HOW TO COMPLETE THIS TASK: Each record that follows must be given again without alteration.

== MATERIAL FOR THE TASK

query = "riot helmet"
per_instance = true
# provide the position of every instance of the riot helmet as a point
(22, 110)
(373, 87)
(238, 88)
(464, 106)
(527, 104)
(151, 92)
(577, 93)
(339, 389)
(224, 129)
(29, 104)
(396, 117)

====

EXERCISE OUTPUT:
query = "riot helmet"
per_instance = true
# provide the position of every instance of the riot helmet as a point
(22, 110)
(373, 87)
(238, 88)
(464, 106)
(527, 104)
(151, 92)
(577, 93)
(339, 389)
(224, 129)
(29, 104)
(396, 117)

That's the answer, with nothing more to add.